### Supplied text
Two-dimensional feature visualization using t-SNE

4 Discussion

Different datasets are not appropriate for evaluating the different models. The performance of the model can differ depending on the dataset used to train and test it. In order to demonstrate the effectiveness of the proposed model, we have used the same dataset, the EEG dataset from Bonn University and the Delhi sleep center. In Table 9, we compare existing systems with ours, comparing their accuracy, sensitivity, and specificity.

Table 9 Performance comparison using two datasets

The Fourier, wavelet, and EMD transforms are used as an input of the deep learning model with two Conv layers and three FCN layers [45]. The 2D frequency–time scalograms are with 2D-CNN for the classification of EEG signals, which have an accuracy rate of 94–99% but a significantly lower sensitivity rate [46]. Using three Conv blocks and three FC layers, the 1D-CNN classified the three classes with an accuracy of 96.73–98.06% [47]. To detect seizures, Zhao proposed seizureNet [48], which used two parallel 1D-CNNs and achieved classification accuracy between 97 and 99%.

The proposed method achieved better classification results for complicated five classification tasks than the hybrid model used in [37]. In comparison with [43, 45], our results are lower, but the number of data used in our model is larger.
######
### Dataset entries
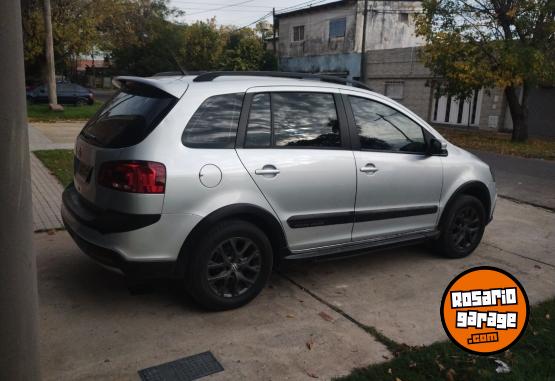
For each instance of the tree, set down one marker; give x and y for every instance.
(490, 43)
(243, 50)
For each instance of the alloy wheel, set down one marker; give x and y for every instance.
(233, 267)
(465, 228)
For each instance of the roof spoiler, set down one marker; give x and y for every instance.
(175, 88)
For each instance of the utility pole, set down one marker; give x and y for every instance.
(18, 274)
(363, 49)
(51, 72)
(274, 42)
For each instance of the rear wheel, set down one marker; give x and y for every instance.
(462, 227)
(230, 266)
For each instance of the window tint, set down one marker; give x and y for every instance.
(214, 124)
(128, 117)
(305, 120)
(259, 128)
(383, 128)
(337, 27)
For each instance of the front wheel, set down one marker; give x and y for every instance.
(462, 227)
(230, 266)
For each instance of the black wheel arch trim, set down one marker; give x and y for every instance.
(463, 189)
(257, 215)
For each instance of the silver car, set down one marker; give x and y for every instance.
(214, 179)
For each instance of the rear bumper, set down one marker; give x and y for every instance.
(137, 246)
(114, 260)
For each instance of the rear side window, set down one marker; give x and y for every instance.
(259, 128)
(291, 119)
(383, 128)
(128, 117)
(214, 124)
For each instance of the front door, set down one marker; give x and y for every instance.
(296, 149)
(398, 185)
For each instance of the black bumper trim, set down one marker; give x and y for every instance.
(103, 221)
(133, 269)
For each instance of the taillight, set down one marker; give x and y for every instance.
(133, 176)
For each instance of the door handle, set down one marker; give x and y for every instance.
(267, 170)
(369, 168)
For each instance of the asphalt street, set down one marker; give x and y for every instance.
(527, 180)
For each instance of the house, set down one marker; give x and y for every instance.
(328, 39)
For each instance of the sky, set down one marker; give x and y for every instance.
(236, 12)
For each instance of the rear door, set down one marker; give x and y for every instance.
(296, 147)
(398, 184)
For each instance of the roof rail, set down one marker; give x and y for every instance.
(209, 76)
(177, 73)
(168, 74)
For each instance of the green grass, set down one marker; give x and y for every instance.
(498, 142)
(59, 162)
(532, 358)
(41, 113)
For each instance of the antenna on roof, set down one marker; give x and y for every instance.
(181, 69)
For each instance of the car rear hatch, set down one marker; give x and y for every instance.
(126, 120)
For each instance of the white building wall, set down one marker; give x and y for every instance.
(390, 25)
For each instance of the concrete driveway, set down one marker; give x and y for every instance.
(308, 323)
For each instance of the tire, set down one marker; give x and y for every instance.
(462, 227)
(240, 258)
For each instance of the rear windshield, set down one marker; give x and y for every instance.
(128, 117)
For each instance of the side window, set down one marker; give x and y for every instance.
(214, 124)
(305, 120)
(259, 127)
(383, 128)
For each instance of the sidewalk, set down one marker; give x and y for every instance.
(46, 190)
(47, 197)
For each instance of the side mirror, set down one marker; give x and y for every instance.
(436, 147)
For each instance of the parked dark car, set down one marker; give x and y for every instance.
(68, 93)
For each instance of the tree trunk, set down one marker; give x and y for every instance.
(50, 70)
(519, 112)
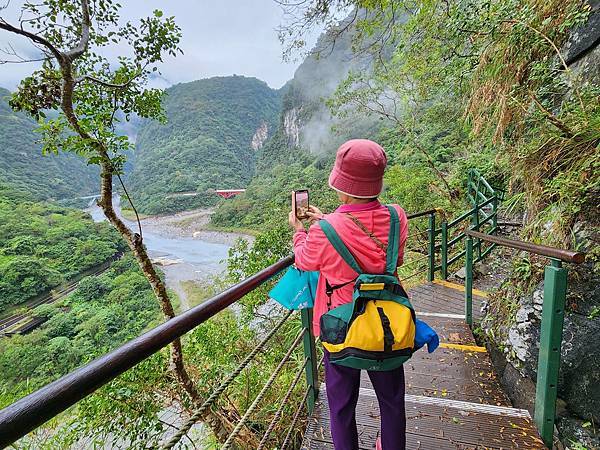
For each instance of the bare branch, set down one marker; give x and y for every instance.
(4, 25)
(86, 24)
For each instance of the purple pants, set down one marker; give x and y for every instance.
(343, 384)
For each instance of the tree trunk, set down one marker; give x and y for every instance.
(219, 422)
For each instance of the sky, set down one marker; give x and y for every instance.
(220, 37)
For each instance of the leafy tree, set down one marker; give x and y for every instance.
(88, 91)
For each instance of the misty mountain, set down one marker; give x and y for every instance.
(302, 148)
(22, 165)
(215, 128)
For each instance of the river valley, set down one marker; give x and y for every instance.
(187, 253)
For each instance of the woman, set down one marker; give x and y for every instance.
(363, 224)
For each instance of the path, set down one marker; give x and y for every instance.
(454, 399)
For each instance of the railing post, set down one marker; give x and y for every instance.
(312, 375)
(553, 313)
(444, 245)
(469, 281)
(431, 271)
(495, 213)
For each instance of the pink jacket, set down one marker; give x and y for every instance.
(314, 252)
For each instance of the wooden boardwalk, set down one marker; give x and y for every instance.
(453, 398)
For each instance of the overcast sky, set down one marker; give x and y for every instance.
(220, 37)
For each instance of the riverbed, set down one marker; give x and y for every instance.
(181, 245)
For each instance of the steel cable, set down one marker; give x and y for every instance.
(279, 412)
(224, 385)
(295, 419)
(261, 394)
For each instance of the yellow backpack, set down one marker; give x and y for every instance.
(376, 330)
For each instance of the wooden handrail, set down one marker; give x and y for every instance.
(550, 252)
(30, 412)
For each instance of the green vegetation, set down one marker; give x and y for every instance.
(43, 245)
(60, 176)
(103, 313)
(205, 143)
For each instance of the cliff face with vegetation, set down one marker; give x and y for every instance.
(22, 164)
(43, 245)
(511, 99)
(209, 141)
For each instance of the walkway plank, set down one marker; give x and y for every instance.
(454, 399)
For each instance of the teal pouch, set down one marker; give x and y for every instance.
(296, 289)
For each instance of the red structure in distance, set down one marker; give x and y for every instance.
(228, 193)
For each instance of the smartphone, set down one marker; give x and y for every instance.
(300, 203)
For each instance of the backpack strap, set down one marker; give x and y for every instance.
(339, 245)
(393, 240)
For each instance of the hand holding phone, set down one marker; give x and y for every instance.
(300, 204)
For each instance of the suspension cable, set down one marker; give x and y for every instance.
(261, 394)
(279, 412)
(295, 419)
(224, 385)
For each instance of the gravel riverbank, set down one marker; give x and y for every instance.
(191, 224)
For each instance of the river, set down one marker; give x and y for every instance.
(178, 244)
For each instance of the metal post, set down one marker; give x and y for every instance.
(495, 213)
(431, 271)
(469, 282)
(553, 313)
(312, 375)
(444, 250)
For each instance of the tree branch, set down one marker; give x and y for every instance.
(4, 25)
(86, 24)
(105, 83)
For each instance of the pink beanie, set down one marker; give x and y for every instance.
(358, 169)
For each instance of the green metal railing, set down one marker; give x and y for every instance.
(553, 311)
(483, 216)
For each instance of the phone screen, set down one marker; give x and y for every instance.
(301, 200)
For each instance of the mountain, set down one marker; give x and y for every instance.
(22, 165)
(302, 149)
(210, 141)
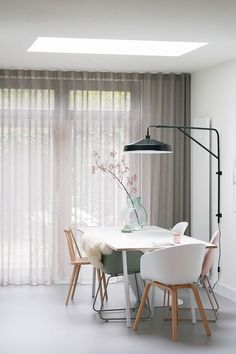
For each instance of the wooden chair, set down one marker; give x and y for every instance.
(172, 269)
(76, 260)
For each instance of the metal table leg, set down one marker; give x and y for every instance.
(126, 284)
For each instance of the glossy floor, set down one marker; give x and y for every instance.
(34, 320)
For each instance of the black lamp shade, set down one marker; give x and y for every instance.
(149, 146)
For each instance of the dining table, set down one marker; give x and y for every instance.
(147, 239)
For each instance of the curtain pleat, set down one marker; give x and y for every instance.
(50, 125)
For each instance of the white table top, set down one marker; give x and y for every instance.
(151, 237)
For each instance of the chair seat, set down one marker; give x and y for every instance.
(81, 261)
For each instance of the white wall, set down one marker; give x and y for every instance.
(214, 96)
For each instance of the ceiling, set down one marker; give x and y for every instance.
(213, 21)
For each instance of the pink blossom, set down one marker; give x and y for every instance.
(117, 170)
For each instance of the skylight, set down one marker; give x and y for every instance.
(113, 46)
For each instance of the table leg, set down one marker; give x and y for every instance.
(152, 299)
(93, 282)
(126, 284)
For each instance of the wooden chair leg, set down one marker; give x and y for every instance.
(71, 284)
(174, 300)
(75, 281)
(142, 305)
(99, 280)
(201, 310)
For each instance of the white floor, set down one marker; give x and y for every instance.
(34, 320)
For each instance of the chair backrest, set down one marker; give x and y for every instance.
(112, 263)
(72, 245)
(209, 256)
(180, 227)
(173, 265)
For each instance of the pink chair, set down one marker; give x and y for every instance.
(206, 267)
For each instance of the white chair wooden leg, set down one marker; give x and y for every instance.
(192, 306)
(94, 282)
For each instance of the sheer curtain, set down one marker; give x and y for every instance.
(50, 124)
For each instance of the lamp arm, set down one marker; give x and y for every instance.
(217, 156)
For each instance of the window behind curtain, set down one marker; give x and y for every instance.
(48, 131)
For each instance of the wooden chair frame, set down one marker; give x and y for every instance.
(173, 289)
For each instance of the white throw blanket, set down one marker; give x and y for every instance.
(94, 249)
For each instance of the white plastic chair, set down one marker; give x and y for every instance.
(206, 267)
(180, 227)
(171, 269)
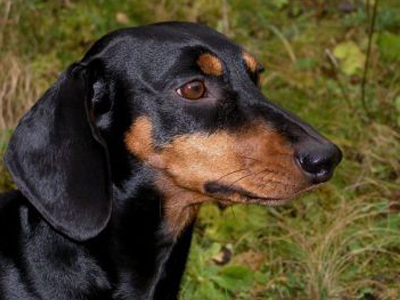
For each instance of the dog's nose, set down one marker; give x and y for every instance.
(318, 161)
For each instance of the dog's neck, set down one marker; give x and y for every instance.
(151, 230)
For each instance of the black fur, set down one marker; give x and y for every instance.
(87, 221)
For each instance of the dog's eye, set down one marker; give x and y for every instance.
(193, 90)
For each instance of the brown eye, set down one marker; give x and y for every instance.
(193, 90)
######
> [Task requirements]
**A)** Repeat the part of the EEG discussion that begins at the words "Two-dimensional feature visualization" and stops after "sensitivity, and specificity.".
**B)** According to the EEG discussion, what did Zhao's seizureNet use to detect seizures?
**C)** Resume the EEG discussion after its last sentence and keep writing it.
These rows have no connection to the EEG discussion.

> [Outputs by task]
**A)**
Two-dimensional feature visualization using t-SNE

4 Discussion

Different datasets are not appropriate for evaluating the different models. The performance of the model can differ depending on the dataset used to train and test it. In order to demonstrate the effectiveness of the proposed model, we have used the same dataset, the EEG dataset from Bonn University and the Delhi sleep center. In Table 9, we compare existing systems with ours, comparing their accuracy, sensitivity, and specificity.

**B)** Two parallel 1D-CNNs.

**C)**
For Dataset 2, Stein kernel-based sparse representation (SR) algorithm was proposed by Hong Peng et al. [49], it reached 97.21% for seizure EEG classification. The method for detecting epileptic seizures is through the use of SVM classifiers, along with a denoising technique that takes advantage of multiscale principal component analysis (MSPCA) and empirical mode decomposition (EMD) with three refined composite multiscale features [50]. In [51], the multiscale spectral features (MSSFs) are derived from the multiscale power spectral density (MPSD), and random forest (RF) was used to classify seizure EEG signals.

As shown in Table 9, the proposed method provides greater discrimination accuracy and sensitivity than that of the previous studies. It was found that the proposed system could differentiate ictal (seizure) from interictal and normal cases with high accuracy. Several studies in the literature are compared with the results. These studies used different techniques to identify features. In some studies, signal-to-image conversion methods are used to increase the success rate. But proposed model using 1D-CNN and LSTM in combination is significantly effective at detecting seizures and identifying features automatically in EEG signals for two different datasets.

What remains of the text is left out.